> EXERCICE A:
D'après l'article, en quelle année Josef Albers a-t-il immigré aux USA ?

> ARTICLE:
*-*-*

Exposition du 5 novembre 2011 - 29 janvier 2012




L'exposition présente plus de 70 travaux sur papier, réalisés après son immigration aux USA en 1933 par l’artiste Josef Albers (1888–1976) natif de Bottrop en Allemagne. Il s'agit des études pour ses séries des Kinetics et des Adobes des années 30 et 40, ainsi qu'un groupe important ayant servi à Albers, dès les années 50, à préparer ses tableaux Homages to the Square. On doit l'ensemble des prêts pour cette exposition au Museum Quadrat à Bottrop, ainsi qu'à l'Anni and Josef Albers-Foundation à Bethany, Connecticut. C'est la première fois qu'un rassemblement d'oeuvres de cette importance est visible en Europe à l'occasion d'une exposition itinérante.

*-*-*

> ENREGISTREMENTS FOURNIS:
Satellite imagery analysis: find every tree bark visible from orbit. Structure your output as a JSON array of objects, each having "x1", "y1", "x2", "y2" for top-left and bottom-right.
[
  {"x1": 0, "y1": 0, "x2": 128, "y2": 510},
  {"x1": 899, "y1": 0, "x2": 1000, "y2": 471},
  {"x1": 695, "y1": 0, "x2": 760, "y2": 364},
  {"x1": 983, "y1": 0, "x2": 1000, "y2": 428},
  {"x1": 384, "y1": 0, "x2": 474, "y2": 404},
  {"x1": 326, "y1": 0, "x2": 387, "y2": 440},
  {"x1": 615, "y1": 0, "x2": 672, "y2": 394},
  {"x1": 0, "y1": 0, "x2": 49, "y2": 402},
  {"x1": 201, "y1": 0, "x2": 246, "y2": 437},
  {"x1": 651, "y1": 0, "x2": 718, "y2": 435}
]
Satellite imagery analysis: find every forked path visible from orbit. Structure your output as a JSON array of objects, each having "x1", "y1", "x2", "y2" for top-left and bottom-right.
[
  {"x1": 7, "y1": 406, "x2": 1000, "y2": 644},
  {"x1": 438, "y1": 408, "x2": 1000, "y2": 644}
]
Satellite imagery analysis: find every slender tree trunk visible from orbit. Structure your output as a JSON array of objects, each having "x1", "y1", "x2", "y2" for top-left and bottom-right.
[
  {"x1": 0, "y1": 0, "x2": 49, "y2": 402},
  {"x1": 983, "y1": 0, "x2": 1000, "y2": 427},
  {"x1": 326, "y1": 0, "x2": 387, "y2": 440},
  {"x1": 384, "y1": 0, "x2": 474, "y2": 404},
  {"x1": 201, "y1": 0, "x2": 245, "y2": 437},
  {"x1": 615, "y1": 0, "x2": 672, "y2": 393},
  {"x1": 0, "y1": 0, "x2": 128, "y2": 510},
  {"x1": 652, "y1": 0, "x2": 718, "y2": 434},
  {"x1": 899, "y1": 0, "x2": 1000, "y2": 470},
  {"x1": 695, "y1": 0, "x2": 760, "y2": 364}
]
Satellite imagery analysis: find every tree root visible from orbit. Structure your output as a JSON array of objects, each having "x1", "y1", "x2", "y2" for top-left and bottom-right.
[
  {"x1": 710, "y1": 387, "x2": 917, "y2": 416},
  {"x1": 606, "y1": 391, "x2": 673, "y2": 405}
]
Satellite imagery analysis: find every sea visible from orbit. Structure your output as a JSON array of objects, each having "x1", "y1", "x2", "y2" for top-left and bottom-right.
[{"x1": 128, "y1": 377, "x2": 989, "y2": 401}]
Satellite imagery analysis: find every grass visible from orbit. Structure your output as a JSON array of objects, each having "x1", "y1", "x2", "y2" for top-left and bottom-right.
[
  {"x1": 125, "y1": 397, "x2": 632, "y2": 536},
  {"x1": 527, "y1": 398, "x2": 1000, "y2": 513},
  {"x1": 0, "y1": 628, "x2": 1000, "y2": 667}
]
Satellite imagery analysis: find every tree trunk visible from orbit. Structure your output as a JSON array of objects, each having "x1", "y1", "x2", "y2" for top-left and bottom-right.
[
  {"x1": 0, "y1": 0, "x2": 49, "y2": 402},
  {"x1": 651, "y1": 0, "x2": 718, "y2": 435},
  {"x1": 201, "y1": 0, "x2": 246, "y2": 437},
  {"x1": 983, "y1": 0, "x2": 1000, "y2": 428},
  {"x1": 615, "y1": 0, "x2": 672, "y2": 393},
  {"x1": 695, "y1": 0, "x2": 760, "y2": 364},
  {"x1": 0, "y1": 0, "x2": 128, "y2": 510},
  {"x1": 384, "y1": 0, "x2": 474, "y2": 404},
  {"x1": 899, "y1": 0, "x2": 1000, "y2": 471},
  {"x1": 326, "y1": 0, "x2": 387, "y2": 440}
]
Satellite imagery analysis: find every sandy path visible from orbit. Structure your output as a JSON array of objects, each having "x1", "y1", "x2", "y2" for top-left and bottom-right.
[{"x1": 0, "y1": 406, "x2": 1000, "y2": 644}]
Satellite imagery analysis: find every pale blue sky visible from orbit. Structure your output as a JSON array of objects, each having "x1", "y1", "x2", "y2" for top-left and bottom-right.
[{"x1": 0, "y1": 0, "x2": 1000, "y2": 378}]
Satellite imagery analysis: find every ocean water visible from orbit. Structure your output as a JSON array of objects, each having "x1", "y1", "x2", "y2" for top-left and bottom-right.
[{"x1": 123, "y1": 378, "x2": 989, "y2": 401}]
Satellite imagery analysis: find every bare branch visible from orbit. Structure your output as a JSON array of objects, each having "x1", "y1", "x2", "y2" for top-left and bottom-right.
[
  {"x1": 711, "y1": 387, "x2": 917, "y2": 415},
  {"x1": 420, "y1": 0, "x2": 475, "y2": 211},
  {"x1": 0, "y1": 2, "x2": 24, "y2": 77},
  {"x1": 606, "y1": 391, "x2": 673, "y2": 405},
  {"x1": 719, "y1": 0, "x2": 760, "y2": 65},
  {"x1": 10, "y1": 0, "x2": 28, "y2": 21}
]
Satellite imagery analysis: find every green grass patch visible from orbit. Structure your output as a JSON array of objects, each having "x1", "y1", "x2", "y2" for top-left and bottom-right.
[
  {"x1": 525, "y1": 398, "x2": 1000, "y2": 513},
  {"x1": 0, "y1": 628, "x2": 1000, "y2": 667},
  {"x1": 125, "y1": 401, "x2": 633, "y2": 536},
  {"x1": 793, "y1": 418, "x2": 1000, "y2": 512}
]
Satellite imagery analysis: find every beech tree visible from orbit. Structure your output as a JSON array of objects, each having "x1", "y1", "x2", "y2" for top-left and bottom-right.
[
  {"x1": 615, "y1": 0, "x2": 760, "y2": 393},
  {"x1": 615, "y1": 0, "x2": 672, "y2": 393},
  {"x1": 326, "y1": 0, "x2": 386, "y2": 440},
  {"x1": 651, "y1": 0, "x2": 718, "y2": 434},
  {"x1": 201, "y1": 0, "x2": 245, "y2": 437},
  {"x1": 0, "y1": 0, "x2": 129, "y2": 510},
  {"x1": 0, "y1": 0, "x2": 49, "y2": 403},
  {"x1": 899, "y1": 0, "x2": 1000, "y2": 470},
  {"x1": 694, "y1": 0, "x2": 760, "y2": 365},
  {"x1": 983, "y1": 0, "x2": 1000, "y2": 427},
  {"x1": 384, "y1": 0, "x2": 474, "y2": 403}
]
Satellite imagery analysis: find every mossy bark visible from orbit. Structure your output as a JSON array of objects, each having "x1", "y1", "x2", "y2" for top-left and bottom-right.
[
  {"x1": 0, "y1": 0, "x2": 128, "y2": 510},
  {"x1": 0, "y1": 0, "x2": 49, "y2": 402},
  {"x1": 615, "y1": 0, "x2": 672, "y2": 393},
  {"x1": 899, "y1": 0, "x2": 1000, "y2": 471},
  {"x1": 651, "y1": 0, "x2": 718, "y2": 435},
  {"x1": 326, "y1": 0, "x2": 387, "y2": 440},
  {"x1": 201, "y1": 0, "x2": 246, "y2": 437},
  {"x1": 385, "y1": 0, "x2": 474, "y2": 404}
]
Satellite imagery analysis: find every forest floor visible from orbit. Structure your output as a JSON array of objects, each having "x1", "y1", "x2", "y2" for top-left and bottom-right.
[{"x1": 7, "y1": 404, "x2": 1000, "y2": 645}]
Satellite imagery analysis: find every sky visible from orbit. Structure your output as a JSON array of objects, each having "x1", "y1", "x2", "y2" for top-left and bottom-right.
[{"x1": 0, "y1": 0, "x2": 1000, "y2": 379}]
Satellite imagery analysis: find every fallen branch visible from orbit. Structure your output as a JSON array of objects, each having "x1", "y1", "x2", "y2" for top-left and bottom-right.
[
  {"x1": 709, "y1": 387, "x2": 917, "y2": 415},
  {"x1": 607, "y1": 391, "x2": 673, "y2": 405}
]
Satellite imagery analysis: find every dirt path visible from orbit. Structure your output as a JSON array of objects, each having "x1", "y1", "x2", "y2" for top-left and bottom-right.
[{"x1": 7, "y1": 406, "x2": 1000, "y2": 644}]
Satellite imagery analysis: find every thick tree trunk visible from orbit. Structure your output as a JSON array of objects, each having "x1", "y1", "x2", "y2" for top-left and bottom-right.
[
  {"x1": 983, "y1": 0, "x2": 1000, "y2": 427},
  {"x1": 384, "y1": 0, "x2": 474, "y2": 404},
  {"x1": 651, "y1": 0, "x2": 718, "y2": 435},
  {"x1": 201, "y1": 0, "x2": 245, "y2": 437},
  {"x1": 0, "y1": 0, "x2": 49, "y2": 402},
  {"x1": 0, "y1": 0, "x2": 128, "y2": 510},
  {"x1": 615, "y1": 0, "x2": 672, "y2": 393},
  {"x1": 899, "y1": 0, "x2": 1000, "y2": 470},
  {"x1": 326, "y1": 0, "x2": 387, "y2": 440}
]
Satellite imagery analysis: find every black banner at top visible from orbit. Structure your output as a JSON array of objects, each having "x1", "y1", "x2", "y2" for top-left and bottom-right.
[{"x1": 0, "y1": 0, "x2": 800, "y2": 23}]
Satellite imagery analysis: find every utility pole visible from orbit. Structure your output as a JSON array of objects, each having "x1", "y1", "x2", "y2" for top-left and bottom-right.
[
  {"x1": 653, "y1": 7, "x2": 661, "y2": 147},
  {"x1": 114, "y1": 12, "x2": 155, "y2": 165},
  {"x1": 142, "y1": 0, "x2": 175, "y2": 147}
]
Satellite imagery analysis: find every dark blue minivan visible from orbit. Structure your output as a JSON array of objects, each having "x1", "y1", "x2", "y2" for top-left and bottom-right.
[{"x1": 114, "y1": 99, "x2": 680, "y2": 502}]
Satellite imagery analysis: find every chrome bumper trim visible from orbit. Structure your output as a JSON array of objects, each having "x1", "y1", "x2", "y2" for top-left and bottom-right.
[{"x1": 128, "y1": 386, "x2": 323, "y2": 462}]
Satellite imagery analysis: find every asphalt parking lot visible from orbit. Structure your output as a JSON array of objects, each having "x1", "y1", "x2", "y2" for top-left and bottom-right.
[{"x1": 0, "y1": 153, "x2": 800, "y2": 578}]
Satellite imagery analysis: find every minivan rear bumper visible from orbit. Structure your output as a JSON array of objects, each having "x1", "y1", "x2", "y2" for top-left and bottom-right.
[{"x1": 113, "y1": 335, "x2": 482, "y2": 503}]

*-*-*

> EXERCICE B:
Relevez toutes les lignes des enregistrements qui contiennent la chaîne « grass », en tenant compte de la casse.

> RÉPONSE CORRECTE A:
En 1933.

> RÉPONSE CORRECTE B:
Satellite imagery analysis: find every grass visible from orbit. Structure your output as a JSON array of objects, each having "x1", "y1", "x2", "y2" for top-left and bottom-right.
Satellite imagery analysis: find every green grass patch visible from orbit. Structure your output as a JSON array of objects, each having "x1", "y1", "x2", "y2" for top-left and bottom-right.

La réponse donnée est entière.